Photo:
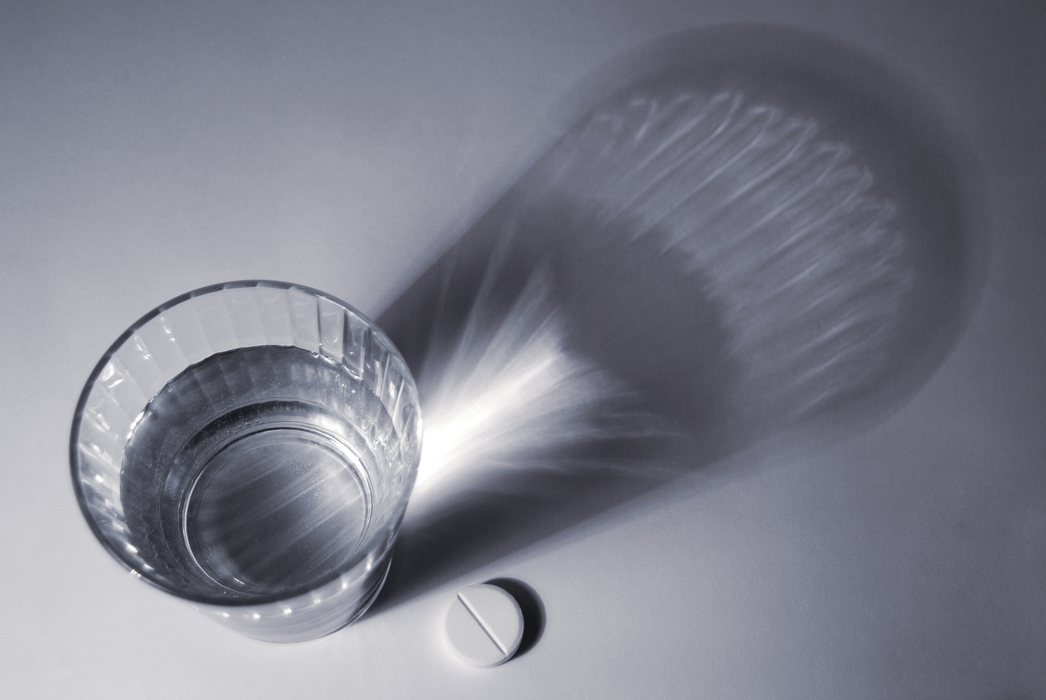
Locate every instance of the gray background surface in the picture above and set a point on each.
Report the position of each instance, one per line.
(148, 149)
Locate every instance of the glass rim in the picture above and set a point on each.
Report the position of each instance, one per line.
(74, 461)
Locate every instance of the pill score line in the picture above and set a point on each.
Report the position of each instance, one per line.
(482, 624)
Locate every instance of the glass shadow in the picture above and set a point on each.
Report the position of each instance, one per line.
(747, 230)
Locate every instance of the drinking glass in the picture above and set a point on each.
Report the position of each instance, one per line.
(250, 447)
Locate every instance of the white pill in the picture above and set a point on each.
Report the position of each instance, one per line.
(483, 626)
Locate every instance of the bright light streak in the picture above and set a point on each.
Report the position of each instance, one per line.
(520, 391)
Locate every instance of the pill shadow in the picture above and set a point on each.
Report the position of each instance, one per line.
(634, 309)
(530, 606)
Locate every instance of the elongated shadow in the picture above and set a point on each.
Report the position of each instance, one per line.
(752, 230)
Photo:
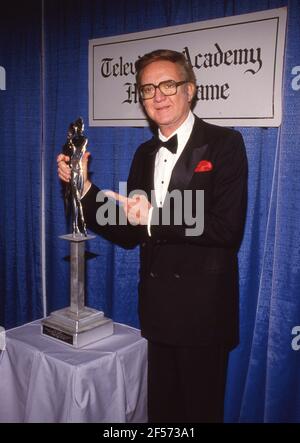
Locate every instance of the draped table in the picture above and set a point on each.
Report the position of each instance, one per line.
(43, 380)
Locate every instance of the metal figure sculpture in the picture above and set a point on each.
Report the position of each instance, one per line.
(75, 148)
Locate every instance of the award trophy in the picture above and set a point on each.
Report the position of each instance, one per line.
(77, 325)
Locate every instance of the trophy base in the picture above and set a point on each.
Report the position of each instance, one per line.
(77, 329)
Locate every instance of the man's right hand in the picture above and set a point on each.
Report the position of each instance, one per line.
(64, 170)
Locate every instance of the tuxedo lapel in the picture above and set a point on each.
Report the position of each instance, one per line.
(193, 152)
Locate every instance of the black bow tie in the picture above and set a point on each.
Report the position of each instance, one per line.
(170, 144)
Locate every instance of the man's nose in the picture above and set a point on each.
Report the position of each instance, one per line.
(159, 96)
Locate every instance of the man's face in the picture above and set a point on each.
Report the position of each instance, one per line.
(168, 112)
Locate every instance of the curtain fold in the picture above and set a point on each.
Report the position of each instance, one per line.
(20, 281)
(262, 381)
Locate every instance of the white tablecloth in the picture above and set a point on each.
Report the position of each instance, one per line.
(42, 380)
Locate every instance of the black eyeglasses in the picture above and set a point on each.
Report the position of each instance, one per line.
(167, 87)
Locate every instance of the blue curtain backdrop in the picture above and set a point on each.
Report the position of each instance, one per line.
(40, 101)
(20, 135)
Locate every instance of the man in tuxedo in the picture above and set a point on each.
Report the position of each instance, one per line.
(188, 289)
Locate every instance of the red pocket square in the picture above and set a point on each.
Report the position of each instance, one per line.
(203, 166)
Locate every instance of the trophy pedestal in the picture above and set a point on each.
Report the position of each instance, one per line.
(77, 330)
(77, 325)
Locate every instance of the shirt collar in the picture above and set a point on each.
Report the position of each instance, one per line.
(184, 129)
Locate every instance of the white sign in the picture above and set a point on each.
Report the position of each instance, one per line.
(238, 62)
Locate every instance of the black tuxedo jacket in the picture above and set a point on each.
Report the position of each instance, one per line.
(188, 289)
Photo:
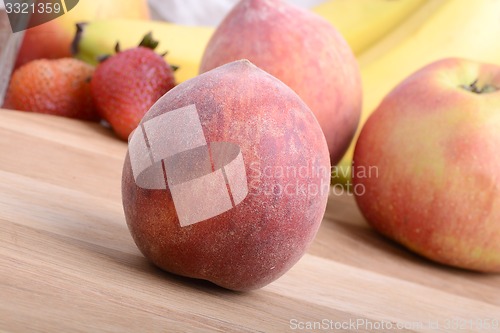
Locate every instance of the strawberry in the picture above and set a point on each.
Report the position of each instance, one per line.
(127, 84)
(59, 87)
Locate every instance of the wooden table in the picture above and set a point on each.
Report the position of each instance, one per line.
(69, 264)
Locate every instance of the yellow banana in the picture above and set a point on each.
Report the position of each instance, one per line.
(185, 44)
(456, 28)
(363, 22)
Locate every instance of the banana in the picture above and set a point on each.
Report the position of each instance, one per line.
(455, 28)
(184, 44)
(363, 22)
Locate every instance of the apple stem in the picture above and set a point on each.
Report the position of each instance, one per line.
(473, 87)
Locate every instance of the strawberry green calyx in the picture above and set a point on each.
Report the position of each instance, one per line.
(148, 41)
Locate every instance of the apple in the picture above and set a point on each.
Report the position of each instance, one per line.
(53, 39)
(226, 178)
(305, 52)
(427, 164)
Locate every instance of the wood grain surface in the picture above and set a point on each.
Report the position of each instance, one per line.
(69, 264)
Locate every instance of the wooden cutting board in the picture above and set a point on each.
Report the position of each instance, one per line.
(69, 264)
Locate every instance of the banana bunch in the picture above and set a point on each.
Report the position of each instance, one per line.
(362, 22)
(438, 29)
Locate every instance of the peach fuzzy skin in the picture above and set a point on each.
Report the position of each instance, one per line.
(261, 238)
(305, 52)
(52, 39)
(436, 147)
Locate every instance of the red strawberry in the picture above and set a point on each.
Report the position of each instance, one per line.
(124, 86)
(58, 86)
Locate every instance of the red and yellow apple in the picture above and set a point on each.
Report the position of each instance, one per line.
(53, 39)
(427, 164)
(305, 52)
(279, 191)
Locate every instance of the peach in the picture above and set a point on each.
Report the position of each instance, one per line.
(305, 52)
(426, 164)
(226, 178)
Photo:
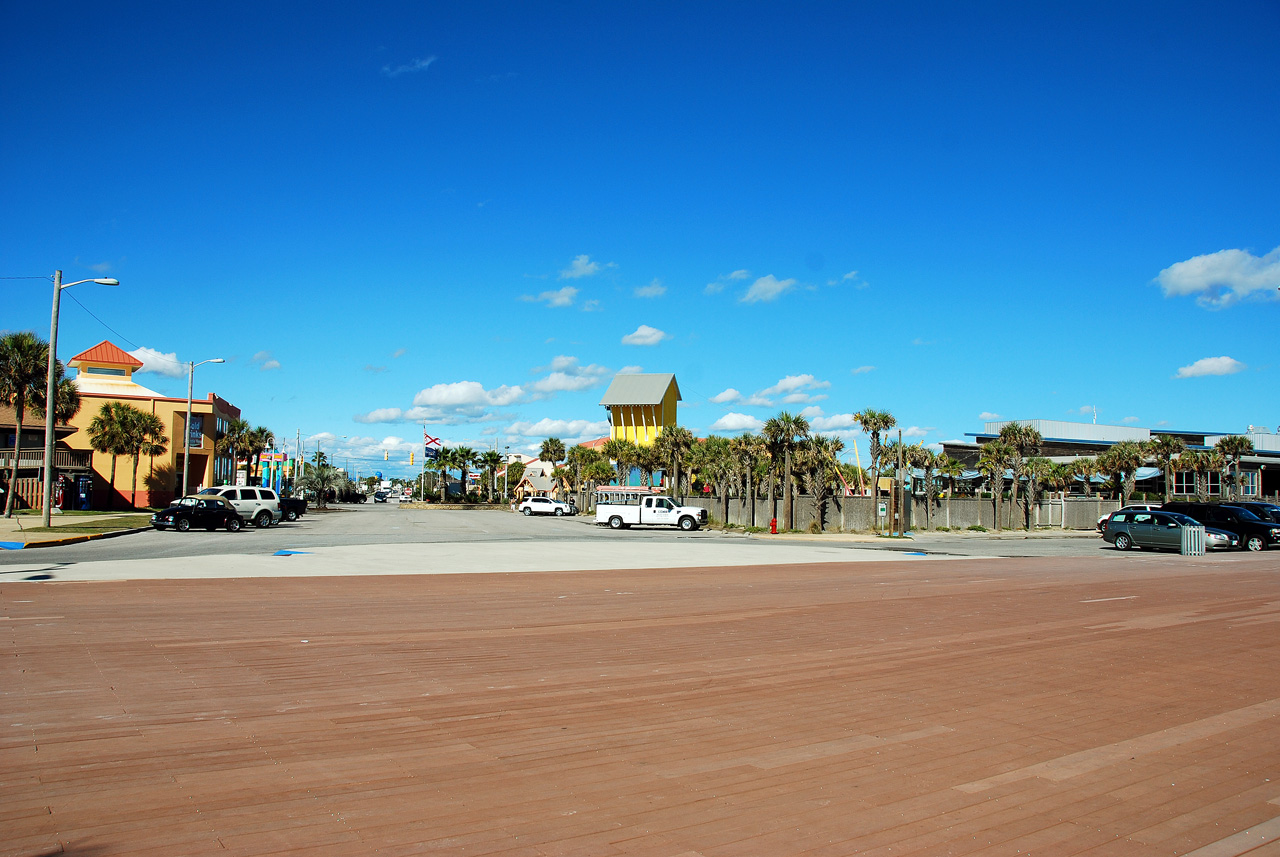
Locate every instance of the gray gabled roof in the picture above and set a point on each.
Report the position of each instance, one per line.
(639, 389)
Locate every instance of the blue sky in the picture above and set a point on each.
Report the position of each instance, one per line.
(475, 214)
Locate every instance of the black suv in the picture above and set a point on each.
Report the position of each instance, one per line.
(1253, 531)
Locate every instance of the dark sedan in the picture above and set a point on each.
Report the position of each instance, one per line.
(206, 511)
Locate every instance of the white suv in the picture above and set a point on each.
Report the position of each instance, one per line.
(260, 505)
(545, 505)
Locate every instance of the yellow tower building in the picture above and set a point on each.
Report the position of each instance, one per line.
(641, 406)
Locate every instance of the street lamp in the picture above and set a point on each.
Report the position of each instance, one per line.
(48, 493)
(186, 443)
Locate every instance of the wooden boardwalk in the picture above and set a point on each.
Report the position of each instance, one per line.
(1124, 705)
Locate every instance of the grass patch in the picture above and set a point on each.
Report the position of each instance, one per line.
(88, 527)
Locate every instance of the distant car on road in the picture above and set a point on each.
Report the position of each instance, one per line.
(260, 505)
(199, 512)
(1132, 507)
(1255, 532)
(545, 505)
(1159, 530)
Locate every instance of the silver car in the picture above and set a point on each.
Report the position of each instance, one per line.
(1160, 530)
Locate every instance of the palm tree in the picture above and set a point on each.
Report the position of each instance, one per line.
(1164, 448)
(323, 479)
(819, 462)
(992, 463)
(462, 459)
(927, 461)
(673, 444)
(236, 440)
(786, 430)
(1121, 463)
(490, 461)
(952, 470)
(1024, 441)
(873, 422)
(23, 366)
(106, 435)
(1233, 448)
(259, 440)
(141, 434)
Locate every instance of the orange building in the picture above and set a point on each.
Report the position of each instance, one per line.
(105, 374)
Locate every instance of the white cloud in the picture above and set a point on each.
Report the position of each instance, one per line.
(467, 394)
(380, 415)
(737, 422)
(545, 427)
(645, 335)
(726, 397)
(1211, 366)
(836, 421)
(1223, 278)
(557, 298)
(583, 266)
(654, 289)
(767, 288)
(417, 64)
(159, 362)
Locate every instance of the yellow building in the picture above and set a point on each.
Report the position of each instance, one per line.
(641, 406)
(105, 374)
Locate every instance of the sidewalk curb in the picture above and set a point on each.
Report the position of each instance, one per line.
(76, 540)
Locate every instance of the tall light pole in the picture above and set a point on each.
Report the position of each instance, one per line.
(186, 443)
(46, 495)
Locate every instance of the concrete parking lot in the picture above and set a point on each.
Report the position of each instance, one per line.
(1100, 704)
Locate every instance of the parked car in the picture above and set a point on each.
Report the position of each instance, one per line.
(1265, 511)
(1160, 530)
(1253, 531)
(260, 505)
(195, 512)
(292, 508)
(545, 505)
(1132, 507)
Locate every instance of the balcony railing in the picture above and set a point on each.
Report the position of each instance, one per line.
(35, 458)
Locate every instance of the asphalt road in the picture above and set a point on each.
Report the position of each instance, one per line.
(389, 525)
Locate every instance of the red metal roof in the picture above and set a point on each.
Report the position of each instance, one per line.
(106, 354)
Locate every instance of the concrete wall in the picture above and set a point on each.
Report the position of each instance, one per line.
(859, 513)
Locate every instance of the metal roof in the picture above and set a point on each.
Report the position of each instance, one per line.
(639, 389)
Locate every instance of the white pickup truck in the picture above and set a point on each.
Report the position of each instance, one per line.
(656, 511)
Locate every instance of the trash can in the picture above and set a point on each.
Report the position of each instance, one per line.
(1193, 540)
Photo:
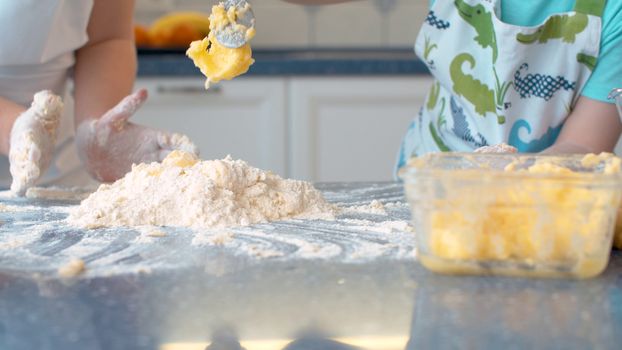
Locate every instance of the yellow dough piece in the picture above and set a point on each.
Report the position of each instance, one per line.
(561, 221)
(216, 61)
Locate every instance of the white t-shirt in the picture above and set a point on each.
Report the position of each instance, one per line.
(38, 40)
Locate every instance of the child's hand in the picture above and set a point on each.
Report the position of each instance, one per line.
(33, 136)
(110, 145)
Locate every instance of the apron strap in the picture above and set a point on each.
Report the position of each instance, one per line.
(590, 7)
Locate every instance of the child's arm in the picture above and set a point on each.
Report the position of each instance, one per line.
(9, 111)
(108, 144)
(106, 65)
(592, 127)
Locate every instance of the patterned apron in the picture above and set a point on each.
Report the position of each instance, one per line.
(497, 82)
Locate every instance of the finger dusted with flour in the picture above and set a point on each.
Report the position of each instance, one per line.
(33, 137)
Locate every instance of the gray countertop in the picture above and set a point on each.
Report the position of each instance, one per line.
(295, 62)
(360, 280)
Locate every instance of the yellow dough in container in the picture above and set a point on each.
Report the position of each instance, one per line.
(514, 215)
(216, 61)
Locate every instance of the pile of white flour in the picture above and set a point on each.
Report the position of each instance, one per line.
(183, 191)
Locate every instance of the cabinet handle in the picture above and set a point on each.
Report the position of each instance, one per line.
(188, 89)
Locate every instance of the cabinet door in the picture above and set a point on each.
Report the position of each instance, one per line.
(350, 129)
(244, 118)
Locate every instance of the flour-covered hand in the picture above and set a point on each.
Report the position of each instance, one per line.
(33, 137)
(110, 145)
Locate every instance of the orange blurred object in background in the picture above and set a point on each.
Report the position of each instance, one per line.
(173, 30)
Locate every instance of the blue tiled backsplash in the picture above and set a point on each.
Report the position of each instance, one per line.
(367, 23)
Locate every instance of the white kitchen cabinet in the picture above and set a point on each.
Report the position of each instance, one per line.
(245, 117)
(350, 129)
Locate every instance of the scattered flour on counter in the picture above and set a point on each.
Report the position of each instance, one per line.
(183, 191)
(375, 207)
(73, 268)
(149, 234)
(58, 193)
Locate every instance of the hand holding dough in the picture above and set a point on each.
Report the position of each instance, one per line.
(33, 137)
(110, 145)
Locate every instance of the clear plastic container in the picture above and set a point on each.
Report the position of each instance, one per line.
(509, 214)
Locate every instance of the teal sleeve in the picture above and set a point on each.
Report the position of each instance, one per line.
(607, 74)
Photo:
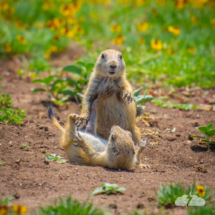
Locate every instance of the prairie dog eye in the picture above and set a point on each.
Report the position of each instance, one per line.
(115, 150)
(112, 137)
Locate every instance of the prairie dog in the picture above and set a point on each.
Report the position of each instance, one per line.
(119, 108)
(118, 152)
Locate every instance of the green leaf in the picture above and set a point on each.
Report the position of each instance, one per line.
(72, 69)
(197, 136)
(137, 92)
(49, 79)
(58, 81)
(38, 90)
(143, 99)
(62, 161)
(203, 129)
(38, 81)
(90, 67)
(209, 126)
(80, 95)
(71, 82)
(120, 189)
(98, 191)
(68, 92)
(211, 133)
(81, 64)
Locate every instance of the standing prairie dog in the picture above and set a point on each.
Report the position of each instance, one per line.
(118, 152)
(119, 108)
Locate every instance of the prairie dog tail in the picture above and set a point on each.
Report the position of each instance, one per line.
(51, 115)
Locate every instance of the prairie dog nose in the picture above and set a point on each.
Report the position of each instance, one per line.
(112, 66)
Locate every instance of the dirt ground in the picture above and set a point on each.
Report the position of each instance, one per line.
(35, 182)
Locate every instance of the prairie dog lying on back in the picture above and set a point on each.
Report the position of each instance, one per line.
(119, 108)
(118, 152)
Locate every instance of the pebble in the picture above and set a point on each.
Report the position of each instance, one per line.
(17, 161)
(189, 142)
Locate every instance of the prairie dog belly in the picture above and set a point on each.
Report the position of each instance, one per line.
(114, 111)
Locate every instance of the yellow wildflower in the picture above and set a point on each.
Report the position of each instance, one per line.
(4, 6)
(4, 209)
(48, 5)
(141, 40)
(118, 40)
(194, 19)
(116, 28)
(161, 2)
(170, 51)
(198, 3)
(39, 25)
(55, 24)
(19, 24)
(47, 54)
(53, 48)
(176, 31)
(200, 190)
(143, 26)
(70, 9)
(71, 20)
(20, 209)
(78, 29)
(191, 49)
(94, 15)
(123, 2)
(181, 3)
(213, 22)
(33, 75)
(157, 45)
(139, 3)
(21, 39)
(68, 32)
(103, 1)
(8, 47)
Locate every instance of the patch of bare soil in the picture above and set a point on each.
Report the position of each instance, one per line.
(35, 182)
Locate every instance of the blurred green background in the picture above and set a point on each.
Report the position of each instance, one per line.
(170, 42)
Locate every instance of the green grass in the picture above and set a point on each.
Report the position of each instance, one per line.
(8, 115)
(185, 59)
(170, 193)
(69, 206)
(201, 210)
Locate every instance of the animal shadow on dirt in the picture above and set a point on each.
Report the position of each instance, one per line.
(198, 149)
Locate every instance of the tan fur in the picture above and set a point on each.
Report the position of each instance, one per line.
(114, 110)
(118, 152)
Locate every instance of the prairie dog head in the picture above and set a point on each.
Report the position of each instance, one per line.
(110, 63)
(121, 149)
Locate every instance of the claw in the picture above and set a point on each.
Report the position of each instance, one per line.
(145, 166)
(79, 123)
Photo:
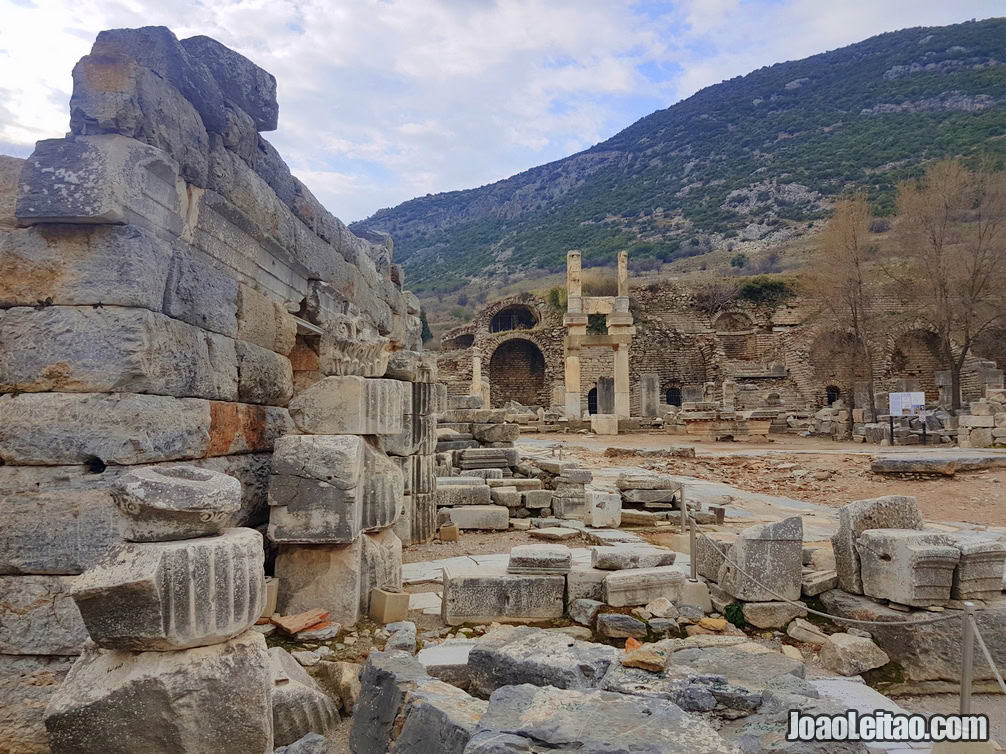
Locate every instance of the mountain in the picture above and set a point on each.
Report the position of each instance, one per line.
(757, 158)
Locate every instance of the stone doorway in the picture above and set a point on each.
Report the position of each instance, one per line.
(517, 372)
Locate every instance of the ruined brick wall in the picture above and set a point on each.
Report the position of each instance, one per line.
(151, 266)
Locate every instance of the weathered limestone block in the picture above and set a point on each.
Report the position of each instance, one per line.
(383, 489)
(638, 586)
(114, 95)
(495, 518)
(888, 512)
(300, 706)
(348, 347)
(207, 699)
(905, 566)
(242, 82)
(646, 482)
(181, 502)
(546, 558)
(174, 595)
(521, 654)
(771, 552)
(464, 495)
(264, 376)
(380, 564)
(265, 322)
(37, 616)
(849, 655)
(201, 295)
(26, 684)
(979, 573)
(604, 423)
(496, 432)
(321, 576)
(101, 179)
(604, 509)
(54, 428)
(618, 722)
(438, 717)
(316, 491)
(80, 526)
(349, 405)
(418, 435)
(620, 557)
(82, 349)
(488, 595)
(241, 427)
(116, 265)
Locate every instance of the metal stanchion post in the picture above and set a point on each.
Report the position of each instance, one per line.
(967, 656)
(684, 512)
(691, 549)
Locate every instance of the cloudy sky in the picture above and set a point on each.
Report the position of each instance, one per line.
(381, 101)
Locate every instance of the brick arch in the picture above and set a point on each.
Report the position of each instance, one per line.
(517, 371)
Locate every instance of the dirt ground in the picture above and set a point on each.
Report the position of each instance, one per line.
(778, 467)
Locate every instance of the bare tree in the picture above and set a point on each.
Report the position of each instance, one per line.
(952, 227)
(844, 287)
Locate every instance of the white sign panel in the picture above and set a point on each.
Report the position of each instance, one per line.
(906, 404)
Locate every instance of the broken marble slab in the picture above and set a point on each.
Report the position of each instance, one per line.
(174, 595)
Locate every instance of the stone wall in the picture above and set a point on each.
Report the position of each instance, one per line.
(167, 288)
(780, 355)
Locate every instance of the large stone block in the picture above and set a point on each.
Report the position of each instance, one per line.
(493, 518)
(380, 564)
(638, 586)
(300, 706)
(521, 654)
(603, 509)
(888, 512)
(174, 595)
(264, 376)
(116, 265)
(101, 179)
(207, 699)
(158, 49)
(383, 488)
(620, 557)
(265, 322)
(772, 553)
(321, 576)
(201, 295)
(418, 435)
(54, 428)
(316, 491)
(349, 405)
(617, 722)
(905, 566)
(475, 494)
(250, 87)
(82, 349)
(488, 595)
(37, 616)
(114, 95)
(26, 684)
(80, 526)
(181, 502)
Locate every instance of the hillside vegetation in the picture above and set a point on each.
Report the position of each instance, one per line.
(748, 164)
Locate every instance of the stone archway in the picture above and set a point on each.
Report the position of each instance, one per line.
(517, 372)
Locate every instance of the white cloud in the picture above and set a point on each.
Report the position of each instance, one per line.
(384, 100)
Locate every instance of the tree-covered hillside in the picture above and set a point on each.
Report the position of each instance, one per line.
(757, 158)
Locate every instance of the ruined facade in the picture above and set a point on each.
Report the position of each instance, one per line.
(781, 355)
(168, 293)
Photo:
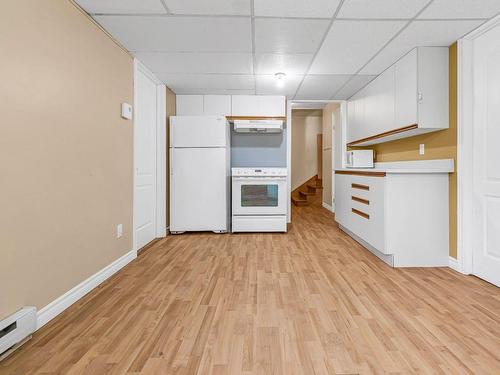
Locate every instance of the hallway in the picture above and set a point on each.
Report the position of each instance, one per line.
(311, 301)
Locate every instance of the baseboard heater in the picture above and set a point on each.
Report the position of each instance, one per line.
(16, 328)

::::::::

| Your objective |
Retype word for word the span of lines above that begins with the line containing "Locate every instance of the tree-covered" and ends with the last line of the records; skip all pictures.

| Solution to this task |
Locate every instance of the tree-covered hillside in the picture above and set a point on each.
Report the position of each instance, one per line.
(757, 158)
Locate every instance of the ruined facade in the picture above and set a point on each.
Report the position of each instance, one per line.
(781, 355)
(168, 293)
Photo:
Locate every instance of the hallway in the picture above and set a point on each.
Report the position of each instance, one per line.
(311, 301)
Locate every instance of the baseboard heater in the picture above and set a point on each.
Report the position of each instance, one per line.
(16, 328)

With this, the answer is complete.